→ Problem
Within the material below, count every line with the string "rear". Give no more than the number.

→ Extracted material

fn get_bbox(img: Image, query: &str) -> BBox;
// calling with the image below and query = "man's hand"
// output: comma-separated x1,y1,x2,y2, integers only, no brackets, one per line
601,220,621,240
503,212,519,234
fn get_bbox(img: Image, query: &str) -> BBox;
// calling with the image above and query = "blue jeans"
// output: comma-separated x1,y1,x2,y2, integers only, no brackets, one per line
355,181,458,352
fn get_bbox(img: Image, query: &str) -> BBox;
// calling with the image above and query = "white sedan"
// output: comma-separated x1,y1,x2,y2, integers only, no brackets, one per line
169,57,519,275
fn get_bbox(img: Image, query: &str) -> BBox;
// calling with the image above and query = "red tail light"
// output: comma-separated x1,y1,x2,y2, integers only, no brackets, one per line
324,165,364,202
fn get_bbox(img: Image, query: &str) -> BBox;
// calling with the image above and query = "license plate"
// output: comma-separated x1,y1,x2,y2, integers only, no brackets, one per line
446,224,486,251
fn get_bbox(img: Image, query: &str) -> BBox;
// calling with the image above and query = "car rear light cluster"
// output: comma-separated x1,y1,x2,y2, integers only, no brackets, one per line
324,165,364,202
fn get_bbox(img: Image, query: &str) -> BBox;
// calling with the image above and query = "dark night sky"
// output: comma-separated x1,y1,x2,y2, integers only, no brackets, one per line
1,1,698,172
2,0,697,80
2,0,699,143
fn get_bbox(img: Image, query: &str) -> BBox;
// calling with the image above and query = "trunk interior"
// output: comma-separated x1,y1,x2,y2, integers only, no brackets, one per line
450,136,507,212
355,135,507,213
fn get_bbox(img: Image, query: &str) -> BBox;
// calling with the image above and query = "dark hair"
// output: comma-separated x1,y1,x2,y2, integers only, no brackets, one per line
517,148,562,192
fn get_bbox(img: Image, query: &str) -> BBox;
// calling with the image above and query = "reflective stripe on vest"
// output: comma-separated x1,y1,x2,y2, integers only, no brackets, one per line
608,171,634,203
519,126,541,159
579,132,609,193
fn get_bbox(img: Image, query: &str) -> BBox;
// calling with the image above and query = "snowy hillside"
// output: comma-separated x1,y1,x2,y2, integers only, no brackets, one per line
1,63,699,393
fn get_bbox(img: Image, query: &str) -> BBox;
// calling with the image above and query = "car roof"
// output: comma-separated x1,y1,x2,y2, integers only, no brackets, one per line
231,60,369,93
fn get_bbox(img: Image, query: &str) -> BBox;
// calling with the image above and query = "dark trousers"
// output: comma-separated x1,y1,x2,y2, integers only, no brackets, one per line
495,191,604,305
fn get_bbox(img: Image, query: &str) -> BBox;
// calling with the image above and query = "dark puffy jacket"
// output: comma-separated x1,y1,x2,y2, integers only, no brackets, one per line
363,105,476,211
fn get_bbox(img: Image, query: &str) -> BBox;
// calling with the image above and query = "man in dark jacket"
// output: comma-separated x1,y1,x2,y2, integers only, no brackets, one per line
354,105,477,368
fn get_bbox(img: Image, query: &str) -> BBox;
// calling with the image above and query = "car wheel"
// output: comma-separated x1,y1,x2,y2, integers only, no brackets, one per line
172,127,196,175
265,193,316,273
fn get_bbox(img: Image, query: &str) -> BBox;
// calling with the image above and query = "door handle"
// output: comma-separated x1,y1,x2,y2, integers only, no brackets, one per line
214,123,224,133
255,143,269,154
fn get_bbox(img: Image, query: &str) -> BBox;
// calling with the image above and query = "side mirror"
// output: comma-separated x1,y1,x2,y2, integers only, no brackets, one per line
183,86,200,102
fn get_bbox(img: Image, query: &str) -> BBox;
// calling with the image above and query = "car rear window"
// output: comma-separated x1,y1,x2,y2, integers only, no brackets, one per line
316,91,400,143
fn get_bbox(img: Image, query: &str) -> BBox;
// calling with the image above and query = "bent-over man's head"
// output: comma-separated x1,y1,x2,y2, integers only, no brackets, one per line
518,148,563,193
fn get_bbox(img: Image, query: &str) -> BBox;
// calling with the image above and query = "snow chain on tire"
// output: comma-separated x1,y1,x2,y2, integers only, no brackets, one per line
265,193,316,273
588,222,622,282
---
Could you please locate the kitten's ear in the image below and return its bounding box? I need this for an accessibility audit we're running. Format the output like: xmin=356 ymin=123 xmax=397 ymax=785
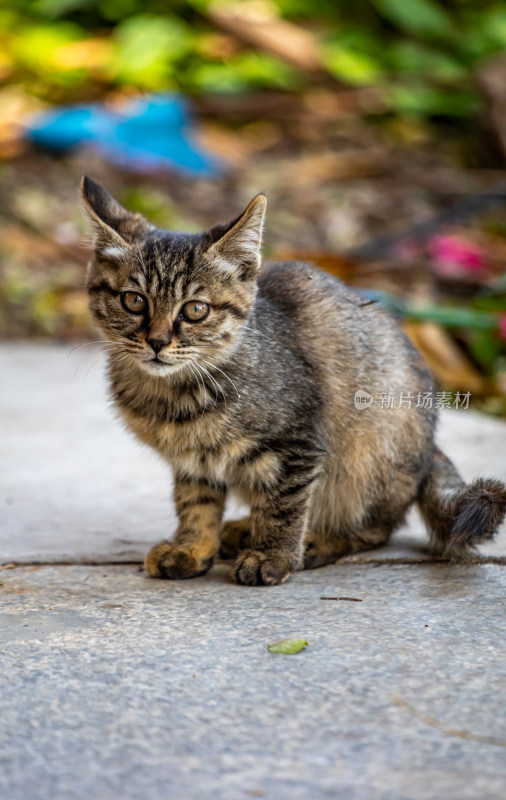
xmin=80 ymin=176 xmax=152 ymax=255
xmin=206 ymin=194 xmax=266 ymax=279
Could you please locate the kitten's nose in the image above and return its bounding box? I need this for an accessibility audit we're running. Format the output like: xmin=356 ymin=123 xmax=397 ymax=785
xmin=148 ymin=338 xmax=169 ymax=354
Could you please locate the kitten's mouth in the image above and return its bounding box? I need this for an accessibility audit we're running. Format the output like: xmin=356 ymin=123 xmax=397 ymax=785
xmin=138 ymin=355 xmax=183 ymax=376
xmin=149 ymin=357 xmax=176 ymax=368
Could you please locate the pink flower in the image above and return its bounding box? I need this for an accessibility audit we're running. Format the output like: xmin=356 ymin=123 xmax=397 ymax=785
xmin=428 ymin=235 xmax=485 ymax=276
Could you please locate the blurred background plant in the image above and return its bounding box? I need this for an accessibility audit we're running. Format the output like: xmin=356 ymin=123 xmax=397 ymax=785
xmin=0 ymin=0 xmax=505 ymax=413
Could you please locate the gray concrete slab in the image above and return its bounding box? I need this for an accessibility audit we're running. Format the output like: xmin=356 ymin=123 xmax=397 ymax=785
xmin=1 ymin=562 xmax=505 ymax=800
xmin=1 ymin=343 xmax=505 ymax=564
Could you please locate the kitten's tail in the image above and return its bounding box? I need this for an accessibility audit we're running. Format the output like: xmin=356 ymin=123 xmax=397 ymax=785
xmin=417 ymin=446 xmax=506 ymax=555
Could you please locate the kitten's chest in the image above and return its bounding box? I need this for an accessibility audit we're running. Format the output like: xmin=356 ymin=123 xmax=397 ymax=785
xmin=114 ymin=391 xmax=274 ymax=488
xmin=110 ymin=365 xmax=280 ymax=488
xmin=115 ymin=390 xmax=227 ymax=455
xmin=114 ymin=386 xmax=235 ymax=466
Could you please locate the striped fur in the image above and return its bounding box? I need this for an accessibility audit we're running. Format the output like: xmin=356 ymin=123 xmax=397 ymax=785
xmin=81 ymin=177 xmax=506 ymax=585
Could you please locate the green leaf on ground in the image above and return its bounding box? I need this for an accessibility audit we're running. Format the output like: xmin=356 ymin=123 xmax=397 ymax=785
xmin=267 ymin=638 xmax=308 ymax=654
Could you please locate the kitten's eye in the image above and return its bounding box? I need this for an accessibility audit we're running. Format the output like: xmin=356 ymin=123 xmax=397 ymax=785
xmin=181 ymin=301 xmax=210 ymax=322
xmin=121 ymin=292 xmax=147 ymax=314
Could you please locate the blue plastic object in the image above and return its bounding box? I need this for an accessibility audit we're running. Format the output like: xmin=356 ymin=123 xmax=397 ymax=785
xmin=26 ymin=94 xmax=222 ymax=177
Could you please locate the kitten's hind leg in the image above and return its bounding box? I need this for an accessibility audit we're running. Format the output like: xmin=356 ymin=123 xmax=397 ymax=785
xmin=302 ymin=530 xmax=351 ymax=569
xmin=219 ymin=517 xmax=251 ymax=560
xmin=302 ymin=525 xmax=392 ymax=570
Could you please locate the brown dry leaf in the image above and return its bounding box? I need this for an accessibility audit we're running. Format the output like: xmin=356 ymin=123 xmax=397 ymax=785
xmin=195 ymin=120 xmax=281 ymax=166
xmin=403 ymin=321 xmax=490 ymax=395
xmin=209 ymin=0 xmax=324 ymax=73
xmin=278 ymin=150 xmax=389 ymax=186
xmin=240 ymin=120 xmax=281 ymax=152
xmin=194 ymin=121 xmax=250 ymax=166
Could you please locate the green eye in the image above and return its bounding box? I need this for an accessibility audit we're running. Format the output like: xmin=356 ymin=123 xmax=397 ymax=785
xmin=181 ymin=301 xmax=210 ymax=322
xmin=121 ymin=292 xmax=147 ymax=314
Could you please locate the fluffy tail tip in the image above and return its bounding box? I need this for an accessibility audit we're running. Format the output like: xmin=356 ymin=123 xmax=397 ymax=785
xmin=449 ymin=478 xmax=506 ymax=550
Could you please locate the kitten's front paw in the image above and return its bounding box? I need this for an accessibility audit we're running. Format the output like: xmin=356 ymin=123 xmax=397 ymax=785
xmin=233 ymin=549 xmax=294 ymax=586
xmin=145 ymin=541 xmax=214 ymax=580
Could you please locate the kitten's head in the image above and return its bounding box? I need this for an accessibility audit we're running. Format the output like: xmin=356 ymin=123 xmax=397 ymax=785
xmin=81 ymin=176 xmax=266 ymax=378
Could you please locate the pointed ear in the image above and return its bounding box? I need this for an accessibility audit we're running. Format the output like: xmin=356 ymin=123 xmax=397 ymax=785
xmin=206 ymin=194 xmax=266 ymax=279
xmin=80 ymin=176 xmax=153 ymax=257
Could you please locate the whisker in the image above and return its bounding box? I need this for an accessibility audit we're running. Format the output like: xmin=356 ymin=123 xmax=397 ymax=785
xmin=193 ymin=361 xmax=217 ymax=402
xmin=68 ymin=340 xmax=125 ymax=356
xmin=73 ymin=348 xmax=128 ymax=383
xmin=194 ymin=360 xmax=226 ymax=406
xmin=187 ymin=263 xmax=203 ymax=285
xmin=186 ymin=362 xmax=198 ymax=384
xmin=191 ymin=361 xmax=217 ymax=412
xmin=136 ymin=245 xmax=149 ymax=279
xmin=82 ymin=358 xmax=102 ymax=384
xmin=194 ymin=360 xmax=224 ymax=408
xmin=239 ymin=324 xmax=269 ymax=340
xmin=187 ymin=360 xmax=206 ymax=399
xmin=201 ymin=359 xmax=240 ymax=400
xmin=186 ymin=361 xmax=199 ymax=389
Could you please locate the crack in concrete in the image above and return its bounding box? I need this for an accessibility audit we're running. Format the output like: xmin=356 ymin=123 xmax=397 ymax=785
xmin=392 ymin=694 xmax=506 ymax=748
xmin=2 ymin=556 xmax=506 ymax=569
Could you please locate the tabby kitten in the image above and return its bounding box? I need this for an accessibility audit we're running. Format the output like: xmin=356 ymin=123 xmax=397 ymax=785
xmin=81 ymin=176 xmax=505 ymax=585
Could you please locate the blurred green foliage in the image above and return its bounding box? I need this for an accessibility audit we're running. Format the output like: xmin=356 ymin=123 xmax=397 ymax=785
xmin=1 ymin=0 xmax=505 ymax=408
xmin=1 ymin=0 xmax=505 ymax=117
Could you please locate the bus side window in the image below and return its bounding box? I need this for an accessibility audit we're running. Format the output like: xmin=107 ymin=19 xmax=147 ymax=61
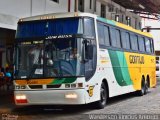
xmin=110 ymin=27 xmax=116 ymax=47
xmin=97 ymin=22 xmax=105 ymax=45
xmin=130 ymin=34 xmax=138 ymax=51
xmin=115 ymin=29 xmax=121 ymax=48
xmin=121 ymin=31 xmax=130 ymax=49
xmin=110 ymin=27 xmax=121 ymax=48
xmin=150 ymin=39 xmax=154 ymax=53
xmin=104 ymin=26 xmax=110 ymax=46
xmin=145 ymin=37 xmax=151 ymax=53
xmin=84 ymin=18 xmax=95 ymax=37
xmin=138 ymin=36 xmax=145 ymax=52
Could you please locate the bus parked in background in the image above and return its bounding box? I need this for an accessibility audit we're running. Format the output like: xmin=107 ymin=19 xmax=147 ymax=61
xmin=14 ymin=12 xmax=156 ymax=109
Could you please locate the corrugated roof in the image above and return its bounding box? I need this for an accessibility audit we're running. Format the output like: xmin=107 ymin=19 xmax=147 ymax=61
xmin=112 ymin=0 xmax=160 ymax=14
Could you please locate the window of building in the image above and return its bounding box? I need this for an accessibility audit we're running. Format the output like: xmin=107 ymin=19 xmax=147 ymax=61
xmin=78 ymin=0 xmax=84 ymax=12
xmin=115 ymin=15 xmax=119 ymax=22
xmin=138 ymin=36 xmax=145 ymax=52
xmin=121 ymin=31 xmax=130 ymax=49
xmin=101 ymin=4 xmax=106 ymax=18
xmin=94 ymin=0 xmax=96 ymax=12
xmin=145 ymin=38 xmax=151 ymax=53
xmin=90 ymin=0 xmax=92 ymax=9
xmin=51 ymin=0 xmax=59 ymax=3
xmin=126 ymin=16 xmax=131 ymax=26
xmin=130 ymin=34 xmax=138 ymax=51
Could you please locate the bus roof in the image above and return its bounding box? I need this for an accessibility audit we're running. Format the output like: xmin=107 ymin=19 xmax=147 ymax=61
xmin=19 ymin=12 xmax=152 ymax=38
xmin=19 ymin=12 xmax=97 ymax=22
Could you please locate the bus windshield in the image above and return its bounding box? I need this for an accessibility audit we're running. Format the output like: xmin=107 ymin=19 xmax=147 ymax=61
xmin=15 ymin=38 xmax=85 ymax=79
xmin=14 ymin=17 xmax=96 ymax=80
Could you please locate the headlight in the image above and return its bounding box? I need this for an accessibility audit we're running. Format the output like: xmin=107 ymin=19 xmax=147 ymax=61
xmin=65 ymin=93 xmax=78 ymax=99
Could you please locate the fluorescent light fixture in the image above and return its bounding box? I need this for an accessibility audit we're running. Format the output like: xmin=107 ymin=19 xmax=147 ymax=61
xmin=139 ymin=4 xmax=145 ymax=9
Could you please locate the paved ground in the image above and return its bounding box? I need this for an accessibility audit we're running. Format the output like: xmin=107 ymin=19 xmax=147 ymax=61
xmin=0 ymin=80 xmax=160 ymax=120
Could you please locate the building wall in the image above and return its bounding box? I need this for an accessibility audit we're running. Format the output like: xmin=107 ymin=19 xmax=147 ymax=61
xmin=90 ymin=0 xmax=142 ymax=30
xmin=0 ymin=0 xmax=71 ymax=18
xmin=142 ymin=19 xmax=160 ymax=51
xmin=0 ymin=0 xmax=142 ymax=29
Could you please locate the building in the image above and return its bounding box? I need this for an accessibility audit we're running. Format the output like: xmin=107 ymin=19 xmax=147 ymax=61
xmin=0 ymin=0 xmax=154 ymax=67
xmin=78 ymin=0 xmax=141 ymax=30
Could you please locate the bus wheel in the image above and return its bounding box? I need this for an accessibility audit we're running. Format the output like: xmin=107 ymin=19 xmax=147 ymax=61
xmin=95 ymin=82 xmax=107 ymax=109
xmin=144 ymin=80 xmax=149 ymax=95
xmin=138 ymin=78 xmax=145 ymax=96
* * *
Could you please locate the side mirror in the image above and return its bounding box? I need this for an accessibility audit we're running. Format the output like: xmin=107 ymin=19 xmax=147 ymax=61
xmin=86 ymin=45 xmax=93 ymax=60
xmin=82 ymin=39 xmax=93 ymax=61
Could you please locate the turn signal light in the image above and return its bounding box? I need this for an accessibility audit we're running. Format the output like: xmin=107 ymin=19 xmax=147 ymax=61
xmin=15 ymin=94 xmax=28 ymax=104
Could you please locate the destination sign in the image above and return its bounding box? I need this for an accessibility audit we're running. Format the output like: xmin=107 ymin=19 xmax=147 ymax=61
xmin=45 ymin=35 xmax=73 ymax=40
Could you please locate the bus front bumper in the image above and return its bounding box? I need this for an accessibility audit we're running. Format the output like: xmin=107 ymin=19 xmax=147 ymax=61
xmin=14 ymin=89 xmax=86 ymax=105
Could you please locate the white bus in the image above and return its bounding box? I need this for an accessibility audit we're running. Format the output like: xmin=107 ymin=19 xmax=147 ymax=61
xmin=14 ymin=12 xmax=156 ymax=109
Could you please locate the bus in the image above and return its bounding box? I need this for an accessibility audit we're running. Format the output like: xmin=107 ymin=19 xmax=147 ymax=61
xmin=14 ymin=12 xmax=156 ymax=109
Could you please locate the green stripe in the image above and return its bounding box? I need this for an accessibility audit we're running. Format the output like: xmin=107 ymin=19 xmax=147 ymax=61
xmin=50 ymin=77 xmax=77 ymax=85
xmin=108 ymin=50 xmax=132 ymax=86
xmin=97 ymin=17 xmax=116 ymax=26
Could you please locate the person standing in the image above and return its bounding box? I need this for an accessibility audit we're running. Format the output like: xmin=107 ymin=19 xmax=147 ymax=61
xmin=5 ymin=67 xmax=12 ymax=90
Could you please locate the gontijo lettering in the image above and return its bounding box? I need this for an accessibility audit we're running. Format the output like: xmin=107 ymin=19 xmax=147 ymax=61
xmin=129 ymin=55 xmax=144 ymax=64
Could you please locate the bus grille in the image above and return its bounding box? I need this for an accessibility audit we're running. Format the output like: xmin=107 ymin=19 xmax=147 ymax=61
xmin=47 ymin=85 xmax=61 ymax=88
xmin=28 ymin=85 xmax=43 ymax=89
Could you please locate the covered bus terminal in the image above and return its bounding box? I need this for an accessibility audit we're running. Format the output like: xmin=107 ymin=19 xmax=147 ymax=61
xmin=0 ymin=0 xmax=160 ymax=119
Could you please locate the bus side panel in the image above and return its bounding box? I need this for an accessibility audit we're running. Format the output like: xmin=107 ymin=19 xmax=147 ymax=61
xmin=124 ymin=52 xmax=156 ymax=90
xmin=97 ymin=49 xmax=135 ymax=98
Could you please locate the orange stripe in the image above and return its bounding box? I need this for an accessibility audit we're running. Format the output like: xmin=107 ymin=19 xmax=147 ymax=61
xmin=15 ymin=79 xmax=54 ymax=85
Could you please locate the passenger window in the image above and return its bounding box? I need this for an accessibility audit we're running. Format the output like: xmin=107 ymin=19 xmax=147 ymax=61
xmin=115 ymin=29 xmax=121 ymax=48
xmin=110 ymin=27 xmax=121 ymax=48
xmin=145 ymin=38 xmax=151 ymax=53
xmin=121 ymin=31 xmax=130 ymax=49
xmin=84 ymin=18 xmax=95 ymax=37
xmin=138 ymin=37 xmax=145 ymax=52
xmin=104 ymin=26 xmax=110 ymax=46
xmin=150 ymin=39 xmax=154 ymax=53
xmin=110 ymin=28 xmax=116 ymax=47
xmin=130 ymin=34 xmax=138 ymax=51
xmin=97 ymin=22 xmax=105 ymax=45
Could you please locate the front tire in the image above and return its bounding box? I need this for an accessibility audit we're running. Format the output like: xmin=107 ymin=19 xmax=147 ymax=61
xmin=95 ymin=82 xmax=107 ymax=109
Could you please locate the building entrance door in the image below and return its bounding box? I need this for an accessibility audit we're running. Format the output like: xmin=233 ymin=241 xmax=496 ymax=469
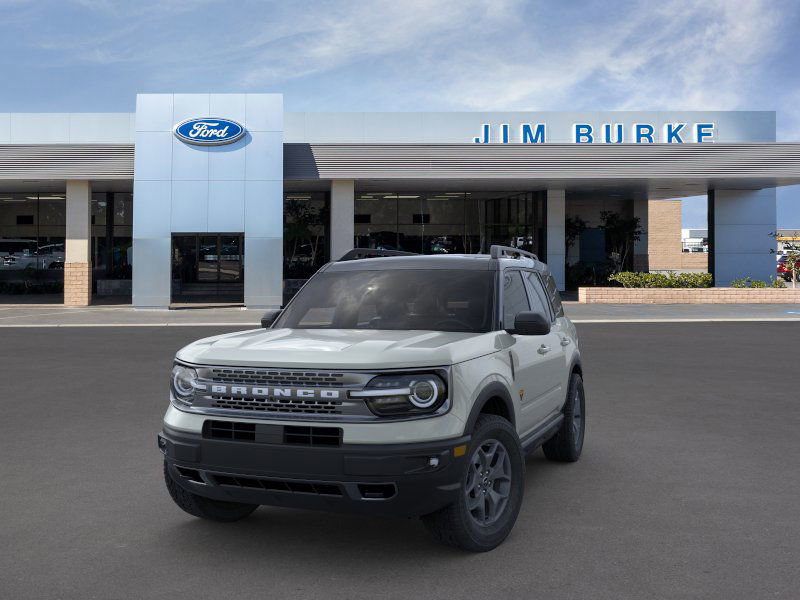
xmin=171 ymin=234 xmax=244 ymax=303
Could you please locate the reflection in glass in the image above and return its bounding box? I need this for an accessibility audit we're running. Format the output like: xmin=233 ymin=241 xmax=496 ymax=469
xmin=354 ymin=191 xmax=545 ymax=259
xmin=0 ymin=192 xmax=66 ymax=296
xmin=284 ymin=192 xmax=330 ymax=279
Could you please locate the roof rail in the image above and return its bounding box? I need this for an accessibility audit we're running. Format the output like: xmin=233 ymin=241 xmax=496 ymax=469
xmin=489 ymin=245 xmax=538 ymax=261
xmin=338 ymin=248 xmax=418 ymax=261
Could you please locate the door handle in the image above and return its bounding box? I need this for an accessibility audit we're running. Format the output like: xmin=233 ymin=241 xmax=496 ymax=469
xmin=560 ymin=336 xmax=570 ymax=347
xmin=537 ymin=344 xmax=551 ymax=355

→ Written solution
2